◆ AIM OF THE TASK ◆
Write out the material exactly. Do not include the pictures.

######

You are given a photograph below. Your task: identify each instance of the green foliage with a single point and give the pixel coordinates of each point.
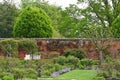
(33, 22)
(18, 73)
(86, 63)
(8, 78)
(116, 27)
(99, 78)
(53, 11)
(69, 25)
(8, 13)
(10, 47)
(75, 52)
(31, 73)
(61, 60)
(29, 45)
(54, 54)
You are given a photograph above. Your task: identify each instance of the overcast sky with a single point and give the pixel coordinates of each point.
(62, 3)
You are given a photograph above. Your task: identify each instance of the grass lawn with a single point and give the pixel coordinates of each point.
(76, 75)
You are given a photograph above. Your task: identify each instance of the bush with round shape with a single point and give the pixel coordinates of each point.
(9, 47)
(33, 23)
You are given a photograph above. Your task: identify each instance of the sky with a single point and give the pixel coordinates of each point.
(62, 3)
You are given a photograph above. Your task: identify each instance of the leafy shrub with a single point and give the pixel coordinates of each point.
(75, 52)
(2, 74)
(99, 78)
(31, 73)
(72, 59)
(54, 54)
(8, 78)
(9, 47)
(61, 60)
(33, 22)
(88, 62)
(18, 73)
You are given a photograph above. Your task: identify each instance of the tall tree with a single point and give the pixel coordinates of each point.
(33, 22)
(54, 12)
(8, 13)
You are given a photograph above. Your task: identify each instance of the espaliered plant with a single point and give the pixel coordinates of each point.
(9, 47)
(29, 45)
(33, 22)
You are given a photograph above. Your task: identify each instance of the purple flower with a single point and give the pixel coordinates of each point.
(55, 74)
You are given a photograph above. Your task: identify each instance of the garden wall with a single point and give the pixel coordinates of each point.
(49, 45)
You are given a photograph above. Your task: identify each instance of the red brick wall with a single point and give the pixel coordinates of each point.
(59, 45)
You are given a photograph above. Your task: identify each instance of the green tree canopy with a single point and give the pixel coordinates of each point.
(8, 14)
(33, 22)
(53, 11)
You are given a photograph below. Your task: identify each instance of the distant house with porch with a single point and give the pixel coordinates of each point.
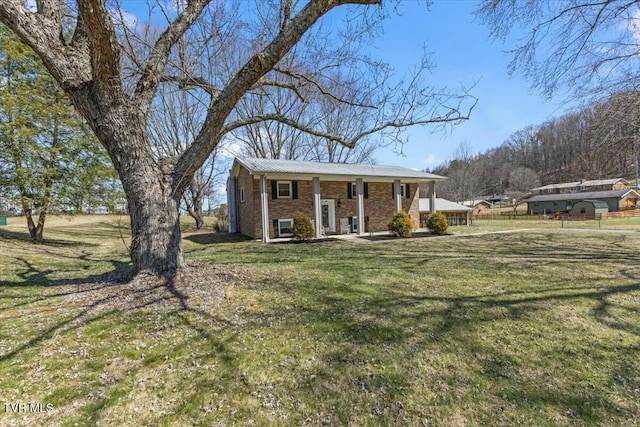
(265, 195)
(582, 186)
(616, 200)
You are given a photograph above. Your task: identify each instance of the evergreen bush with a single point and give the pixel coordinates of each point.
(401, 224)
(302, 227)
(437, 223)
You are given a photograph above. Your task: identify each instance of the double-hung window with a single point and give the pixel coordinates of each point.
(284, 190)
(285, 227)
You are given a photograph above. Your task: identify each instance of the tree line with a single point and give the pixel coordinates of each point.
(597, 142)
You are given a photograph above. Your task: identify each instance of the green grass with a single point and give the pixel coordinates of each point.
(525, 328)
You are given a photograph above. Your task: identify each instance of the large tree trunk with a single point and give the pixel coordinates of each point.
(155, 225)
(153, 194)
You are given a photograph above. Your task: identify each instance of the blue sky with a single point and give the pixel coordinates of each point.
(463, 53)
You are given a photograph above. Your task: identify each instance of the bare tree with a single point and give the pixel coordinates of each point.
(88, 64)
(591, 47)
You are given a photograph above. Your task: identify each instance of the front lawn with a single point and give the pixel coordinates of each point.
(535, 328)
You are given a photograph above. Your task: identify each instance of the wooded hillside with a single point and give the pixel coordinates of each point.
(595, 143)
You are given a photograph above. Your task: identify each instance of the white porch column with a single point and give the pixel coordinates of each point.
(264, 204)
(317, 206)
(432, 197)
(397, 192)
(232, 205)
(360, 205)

######

◆ REPLY TO THE EXERCISE ◆
You are given a photograph below. Your task: identify each instance of the green foliage with a single point and give the pixel coordinates of each point.
(33, 22)
(18, 73)
(86, 63)
(8, 78)
(116, 27)
(99, 78)
(53, 11)
(69, 25)
(8, 13)
(10, 47)
(75, 52)
(31, 73)
(61, 60)
(29, 45)
(54, 54)
You are given a photograph above. Your task: identify each instance of the overcast sky with a single point and give the pixel coordinates of each point.
(62, 3)
You are given a photograph above. Your task: identify each instance of the grass lawn with a single point and give the pixel coordinates of each point.
(76, 75)
You are given a photograph above. Your task: identify each instance of the bush with round shape with a single point and give the pixel coordinates of each point.
(9, 47)
(33, 23)
You are given a photograph above. Your task: identify each instance of the sky with a single point and give the pixel coordinates of each point.
(62, 3)
You are given a photograph above. Your task: identify each instance of the leafy shrub with a single point and give the pixel coordinates of each point.
(75, 52)
(2, 74)
(99, 78)
(31, 73)
(72, 59)
(54, 54)
(8, 78)
(9, 47)
(61, 60)
(33, 22)
(88, 62)
(18, 73)
You are given a photograph above. Your task: identify each instance of the tall tree with a single point and give the pixel coordinates of each point.
(33, 22)
(54, 12)
(8, 13)
You are given a photograph above. Your task: identify each instance of the espaliered plant with a single point and give the pixel coordinates of each point.
(9, 47)
(29, 45)
(33, 22)
You are given a photograph above. Your task: identify each instance of the purple flower with a single point and give the pixel coordinates of each point.
(55, 74)
You are given a photograph above. Your task: identify each instance of the garden wall with a single point and give the pixel coordinates of each point.
(49, 45)
You are given a photograph above. Your task: identify each instance of the red brick wall with a single point and give the pixel coordinates of each point.
(59, 45)
You are given a photograph above. Your task: identify each instance of the green tree canopy with a single point and give the pixel coordinates of each point.
(8, 14)
(33, 22)
(53, 11)
You are given a photograph below. Your task: identify each instance of the distant house with porch with a single point and give the pixel coordinates of each point.
(265, 195)
(582, 186)
(616, 200)
You are given a photograph above. Your task: identify each instance of the evergreen bush with a single point and give the pixel coordinates of each point.
(401, 224)
(302, 227)
(437, 223)
You are given a photograph above. Your task: identify each instance of the double-hung window with a single point and give the pixel coordinates of each point.
(284, 190)
(285, 227)
You are given a photograph above. Your task: identify each instance of the tree line with a single point and give the pixel coordinates of each point.
(597, 142)
You are given a photograph above. Your task: identify each instance of the green grass with a single point and give the pixel coordinates of each point.
(525, 328)
You are given a photograph above. Your task: identify each instance of the large tree trunk with a single point and give the pixel coordinates of each point.
(155, 225)
(153, 194)
You are given a photograph above. Your task: identify each instance of the blue sky with a single point and give the pixel coordinates of each point.
(463, 53)
You are given a photograph above. Your task: identify each instance of the bare tree with a single point and give the pixel coordinates of each point.
(88, 64)
(591, 47)
You are given a photograph above. Your task: identify each instance of the front lawn with a single point and give the pixel coordinates of each point.
(535, 328)
You are given a photograph above. Your task: identify each instance of the wooded hillside with a single point and give the pixel coordinates of each point.
(595, 143)
You are given a photograph above. Your task: identify each instance of the white porch column with a single point and give the pixel coordinates of each point.
(264, 204)
(317, 206)
(432, 197)
(397, 192)
(232, 205)
(360, 205)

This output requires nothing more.